■ Tugas 1:
Jawab pertanyaan berikut berdasarkan teks tentang emiten konstruksi, tiap jawaban pada barisnya sendiri:
(a) BUMN karya mana yang mencatat laba bersih paling kecil pada semester pertama, dan berapa nilainya?
(b) Emiten swasta mana yang mampu mencetak laba, dan berapa besarnya?
(c) Berapa total pendapatan BUMN karya?
■ Tugas 2: Lanjutkan teks tentang emiten konstruksi mulai dari kalimat terakhirnya.
=== Teks Dokumen ===
Likuiditas Seret, Penyebab Emiten Konstruksi RI Merana

Selanjutnya dari sisi profitabilitas tercatat semua BUMN karya memperoleh laba bersih pada semester pertama tahun ini, meskipun nilainya tidak terlalu besar dengan paling kecil dicatatkan ADHI (Rp 8 miliar) dan terbesar dibukukan PP (Rp 86 miliar). Sedangkan tiga dari empat emiten swasta membukukan rugi, di mana hanya TOTL yang mampu mencetak laba Rp 51 miliar.
Jumlah aset yang fantastis tidak serta merta mampu dimaksimalkan untuk meningkat pendapatan perusahaan. Tercatat total aset gabungan BUMN karya mencapai Rp 262 triliun atau lebih besar nyaris 15 kali dari gabungan emiten swasta.
Akan tetapi total pendapatan BUMN karya hanya senilai Rp 22,38 triliun atau tidak mencapai 6,5 kali gabungan pendapatan emiten swasta.
=== Data yang Diberikan ===
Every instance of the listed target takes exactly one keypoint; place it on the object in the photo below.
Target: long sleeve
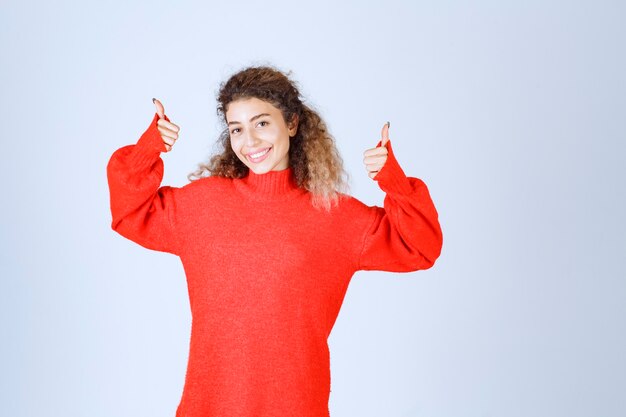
(405, 235)
(141, 210)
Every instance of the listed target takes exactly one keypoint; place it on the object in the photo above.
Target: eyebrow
(252, 119)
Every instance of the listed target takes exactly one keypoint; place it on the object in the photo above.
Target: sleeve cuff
(391, 177)
(149, 146)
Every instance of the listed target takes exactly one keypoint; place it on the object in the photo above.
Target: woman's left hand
(375, 158)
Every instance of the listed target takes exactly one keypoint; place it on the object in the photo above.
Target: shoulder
(205, 186)
(354, 209)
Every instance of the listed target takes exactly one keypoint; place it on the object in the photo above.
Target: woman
(268, 242)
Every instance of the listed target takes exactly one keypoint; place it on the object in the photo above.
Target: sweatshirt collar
(270, 185)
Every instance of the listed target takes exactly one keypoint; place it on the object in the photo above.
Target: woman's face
(259, 135)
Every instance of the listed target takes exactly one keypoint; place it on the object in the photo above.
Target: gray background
(513, 114)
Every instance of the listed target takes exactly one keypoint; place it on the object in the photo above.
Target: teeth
(256, 155)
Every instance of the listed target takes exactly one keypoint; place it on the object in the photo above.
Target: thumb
(385, 134)
(160, 109)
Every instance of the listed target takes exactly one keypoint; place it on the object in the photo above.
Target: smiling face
(259, 135)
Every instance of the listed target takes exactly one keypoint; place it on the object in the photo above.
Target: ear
(293, 126)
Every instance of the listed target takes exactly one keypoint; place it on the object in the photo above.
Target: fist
(375, 158)
(169, 131)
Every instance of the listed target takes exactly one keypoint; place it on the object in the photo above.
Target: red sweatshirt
(266, 272)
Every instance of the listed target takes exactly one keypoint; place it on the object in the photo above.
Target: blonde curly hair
(313, 156)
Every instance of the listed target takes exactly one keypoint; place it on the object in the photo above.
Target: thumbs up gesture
(375, 158)
(169, 131)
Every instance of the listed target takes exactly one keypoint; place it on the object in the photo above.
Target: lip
(261, 158)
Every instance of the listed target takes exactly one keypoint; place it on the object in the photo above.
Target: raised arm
(141, 210)
(405, 235)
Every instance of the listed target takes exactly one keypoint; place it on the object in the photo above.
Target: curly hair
(313, 156)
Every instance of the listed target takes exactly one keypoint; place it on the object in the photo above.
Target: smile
(259, 156)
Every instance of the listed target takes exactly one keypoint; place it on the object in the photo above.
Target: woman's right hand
(169, 131)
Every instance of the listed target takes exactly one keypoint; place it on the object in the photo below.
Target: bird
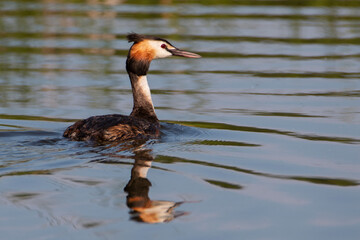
(142, 123)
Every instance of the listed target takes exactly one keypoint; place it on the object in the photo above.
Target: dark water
(260, 137)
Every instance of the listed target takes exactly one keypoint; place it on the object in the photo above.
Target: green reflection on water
(316, 180)
(223, 184)
(224, 126)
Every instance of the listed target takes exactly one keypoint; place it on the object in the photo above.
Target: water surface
(260, 137)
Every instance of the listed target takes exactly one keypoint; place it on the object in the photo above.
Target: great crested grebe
(142, 122)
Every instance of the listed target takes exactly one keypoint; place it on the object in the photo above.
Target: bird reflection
(143, 209)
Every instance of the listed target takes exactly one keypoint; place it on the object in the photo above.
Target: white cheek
(162, 53)
(159, 52)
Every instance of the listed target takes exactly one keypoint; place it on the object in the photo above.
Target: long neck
(143, 106)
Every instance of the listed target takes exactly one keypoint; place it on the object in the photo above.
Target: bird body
(142, 122)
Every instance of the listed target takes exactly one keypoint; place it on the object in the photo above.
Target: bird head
(146, 48)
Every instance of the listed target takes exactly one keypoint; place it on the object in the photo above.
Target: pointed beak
(182, 53)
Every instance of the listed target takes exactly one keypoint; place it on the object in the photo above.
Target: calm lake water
(260, 137)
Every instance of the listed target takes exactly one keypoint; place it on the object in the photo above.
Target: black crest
(136, 38)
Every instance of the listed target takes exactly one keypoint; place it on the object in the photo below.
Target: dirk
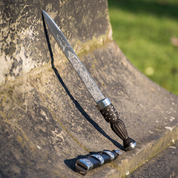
(103, 104)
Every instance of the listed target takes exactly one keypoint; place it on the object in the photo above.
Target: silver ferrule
(103, 103)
===
■ Jawaban Akhir 1:
(a) ADHI, Rp 8 miliar
(b) TOTL, Rp 51 miliar
(c) Rp 22,38 triliun

■ Jawaban Akhir 2:
Working capital dua emiten tercatat negatif - Waskita dan ACST - yang menandakan utang jangka pendek lebih besar dari aset lancar milik perusahaan. Sementara itu emiten lain juga tidak mencatatkan modal kerja yang signifikan, dengan nilai terbesar dicatatkan Wika senilai Rp 8,45 triliun.
Dengan menghitung working capital turnover ratio terlihat bahwa emiten di sektor konstruksi belum beroperasi dengan efektivitas tinggi, tercatat rasio terbesar dicatatkan PP yang mampu menghasilkan pendapatan 2,46 kali lebih besar dari modal kerja yang dimiliki.
Rendahnya rasio tersebut menunjukkan emiten konstruksi masih belum efisien dan efektif dalam mengelola modal kerja demi menjaga kelancaran siklus operasi.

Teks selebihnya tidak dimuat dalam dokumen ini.